--- Recorded data Enclosed Below ---

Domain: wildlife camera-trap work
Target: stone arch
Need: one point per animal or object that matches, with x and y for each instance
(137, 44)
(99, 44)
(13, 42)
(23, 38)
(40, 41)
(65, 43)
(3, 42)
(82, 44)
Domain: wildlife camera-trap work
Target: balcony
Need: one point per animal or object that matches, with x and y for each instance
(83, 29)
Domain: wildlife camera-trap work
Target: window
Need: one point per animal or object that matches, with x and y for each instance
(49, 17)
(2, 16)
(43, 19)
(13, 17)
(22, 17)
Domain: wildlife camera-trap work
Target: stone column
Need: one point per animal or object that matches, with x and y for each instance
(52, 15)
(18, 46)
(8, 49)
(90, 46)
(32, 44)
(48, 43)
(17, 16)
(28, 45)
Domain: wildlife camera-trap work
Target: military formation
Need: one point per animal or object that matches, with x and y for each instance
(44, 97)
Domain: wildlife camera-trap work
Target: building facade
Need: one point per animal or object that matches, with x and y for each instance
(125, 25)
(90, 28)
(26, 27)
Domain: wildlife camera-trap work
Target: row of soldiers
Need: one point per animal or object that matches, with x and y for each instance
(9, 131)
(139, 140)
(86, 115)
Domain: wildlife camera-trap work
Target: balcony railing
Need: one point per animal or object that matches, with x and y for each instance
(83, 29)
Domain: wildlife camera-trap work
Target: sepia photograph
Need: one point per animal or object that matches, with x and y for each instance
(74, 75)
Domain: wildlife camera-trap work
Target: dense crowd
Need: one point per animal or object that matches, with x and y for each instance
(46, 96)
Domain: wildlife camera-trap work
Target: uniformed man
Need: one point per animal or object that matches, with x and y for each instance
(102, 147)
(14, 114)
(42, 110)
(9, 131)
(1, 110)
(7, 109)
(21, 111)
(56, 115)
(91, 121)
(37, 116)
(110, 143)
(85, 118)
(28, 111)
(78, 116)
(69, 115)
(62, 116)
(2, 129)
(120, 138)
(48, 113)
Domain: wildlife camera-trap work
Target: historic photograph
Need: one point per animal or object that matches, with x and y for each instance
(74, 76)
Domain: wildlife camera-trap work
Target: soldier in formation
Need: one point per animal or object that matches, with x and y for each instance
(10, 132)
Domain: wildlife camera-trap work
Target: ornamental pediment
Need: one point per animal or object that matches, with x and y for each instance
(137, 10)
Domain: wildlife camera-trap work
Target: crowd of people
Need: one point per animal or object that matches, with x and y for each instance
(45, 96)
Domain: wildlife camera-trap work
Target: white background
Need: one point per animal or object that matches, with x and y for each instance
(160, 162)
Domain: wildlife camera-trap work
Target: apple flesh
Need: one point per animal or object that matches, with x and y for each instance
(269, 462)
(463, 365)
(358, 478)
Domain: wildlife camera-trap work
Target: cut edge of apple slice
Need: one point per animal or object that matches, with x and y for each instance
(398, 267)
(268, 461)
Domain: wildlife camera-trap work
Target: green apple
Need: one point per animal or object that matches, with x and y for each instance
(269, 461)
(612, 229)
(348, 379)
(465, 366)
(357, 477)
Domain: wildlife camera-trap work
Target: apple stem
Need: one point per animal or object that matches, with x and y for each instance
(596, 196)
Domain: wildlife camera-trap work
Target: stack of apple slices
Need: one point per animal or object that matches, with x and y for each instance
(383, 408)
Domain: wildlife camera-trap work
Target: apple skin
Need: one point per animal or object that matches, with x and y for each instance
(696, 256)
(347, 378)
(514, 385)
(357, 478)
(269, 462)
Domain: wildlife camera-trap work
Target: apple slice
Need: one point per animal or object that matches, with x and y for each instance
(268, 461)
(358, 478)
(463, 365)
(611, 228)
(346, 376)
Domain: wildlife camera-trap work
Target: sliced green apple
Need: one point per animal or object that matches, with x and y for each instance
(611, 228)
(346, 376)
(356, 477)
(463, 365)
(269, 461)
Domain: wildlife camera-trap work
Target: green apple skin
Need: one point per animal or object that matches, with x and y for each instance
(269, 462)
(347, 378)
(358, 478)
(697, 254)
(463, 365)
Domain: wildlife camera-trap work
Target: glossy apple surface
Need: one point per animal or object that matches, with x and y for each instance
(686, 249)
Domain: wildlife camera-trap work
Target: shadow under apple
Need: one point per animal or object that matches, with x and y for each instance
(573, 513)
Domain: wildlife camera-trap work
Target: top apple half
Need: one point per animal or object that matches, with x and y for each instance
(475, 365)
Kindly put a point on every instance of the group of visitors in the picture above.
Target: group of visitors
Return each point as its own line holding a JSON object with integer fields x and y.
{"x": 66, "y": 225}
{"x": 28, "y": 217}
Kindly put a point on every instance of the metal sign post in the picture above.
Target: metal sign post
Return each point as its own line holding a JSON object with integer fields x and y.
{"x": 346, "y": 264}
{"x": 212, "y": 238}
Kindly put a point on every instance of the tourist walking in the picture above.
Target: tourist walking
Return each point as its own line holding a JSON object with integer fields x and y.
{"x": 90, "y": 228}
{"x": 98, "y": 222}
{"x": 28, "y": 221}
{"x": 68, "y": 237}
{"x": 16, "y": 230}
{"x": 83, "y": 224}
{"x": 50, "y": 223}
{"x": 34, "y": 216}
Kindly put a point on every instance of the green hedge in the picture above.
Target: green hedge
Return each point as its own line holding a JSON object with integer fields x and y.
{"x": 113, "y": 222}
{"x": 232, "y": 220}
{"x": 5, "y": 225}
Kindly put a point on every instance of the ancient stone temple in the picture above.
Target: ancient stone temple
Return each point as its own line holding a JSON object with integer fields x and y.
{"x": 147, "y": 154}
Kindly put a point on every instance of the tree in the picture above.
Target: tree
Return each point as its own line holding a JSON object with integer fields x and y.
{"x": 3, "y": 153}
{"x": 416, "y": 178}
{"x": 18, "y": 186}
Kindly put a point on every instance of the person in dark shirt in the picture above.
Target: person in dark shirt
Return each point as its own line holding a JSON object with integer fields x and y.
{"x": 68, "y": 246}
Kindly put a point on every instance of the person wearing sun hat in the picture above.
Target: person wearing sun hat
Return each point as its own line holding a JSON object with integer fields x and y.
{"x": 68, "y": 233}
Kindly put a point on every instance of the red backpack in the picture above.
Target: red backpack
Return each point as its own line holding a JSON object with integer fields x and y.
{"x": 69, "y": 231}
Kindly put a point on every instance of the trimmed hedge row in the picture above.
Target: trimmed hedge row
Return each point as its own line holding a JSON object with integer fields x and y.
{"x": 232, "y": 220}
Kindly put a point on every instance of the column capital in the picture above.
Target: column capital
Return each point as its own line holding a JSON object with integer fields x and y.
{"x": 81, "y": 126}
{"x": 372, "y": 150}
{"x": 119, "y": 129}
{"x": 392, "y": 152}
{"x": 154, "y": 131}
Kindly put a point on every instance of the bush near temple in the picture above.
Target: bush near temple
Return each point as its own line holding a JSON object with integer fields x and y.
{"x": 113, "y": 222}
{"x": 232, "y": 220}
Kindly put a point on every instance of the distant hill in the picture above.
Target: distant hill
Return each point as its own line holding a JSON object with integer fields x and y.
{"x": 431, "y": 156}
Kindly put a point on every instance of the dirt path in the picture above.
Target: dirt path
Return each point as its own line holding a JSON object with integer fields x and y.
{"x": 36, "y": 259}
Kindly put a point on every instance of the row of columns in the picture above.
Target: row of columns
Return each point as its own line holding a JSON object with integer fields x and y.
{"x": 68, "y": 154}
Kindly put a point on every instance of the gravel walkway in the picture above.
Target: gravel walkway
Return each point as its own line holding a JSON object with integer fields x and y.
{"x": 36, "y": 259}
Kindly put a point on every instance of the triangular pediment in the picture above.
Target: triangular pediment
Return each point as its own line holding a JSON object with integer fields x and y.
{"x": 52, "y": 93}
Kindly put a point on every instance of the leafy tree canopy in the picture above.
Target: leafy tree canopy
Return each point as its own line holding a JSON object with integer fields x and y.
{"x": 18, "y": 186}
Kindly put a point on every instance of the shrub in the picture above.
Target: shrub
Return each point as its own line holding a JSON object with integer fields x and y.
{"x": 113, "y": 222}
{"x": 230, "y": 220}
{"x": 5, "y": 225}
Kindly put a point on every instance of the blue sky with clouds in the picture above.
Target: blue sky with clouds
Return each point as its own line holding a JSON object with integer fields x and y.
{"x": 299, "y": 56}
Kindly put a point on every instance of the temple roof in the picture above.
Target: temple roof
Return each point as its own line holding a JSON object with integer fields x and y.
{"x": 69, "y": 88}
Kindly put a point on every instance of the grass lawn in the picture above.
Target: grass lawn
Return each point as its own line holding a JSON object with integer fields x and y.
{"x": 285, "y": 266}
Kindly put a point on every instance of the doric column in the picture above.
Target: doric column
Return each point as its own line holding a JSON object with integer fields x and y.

--- End of Enclosed Recorded data ---

Return every line from the entries above that includes the word "bush".

Kindly put a point on every instance of the bush near temple in the picture above.
Target: bush near temple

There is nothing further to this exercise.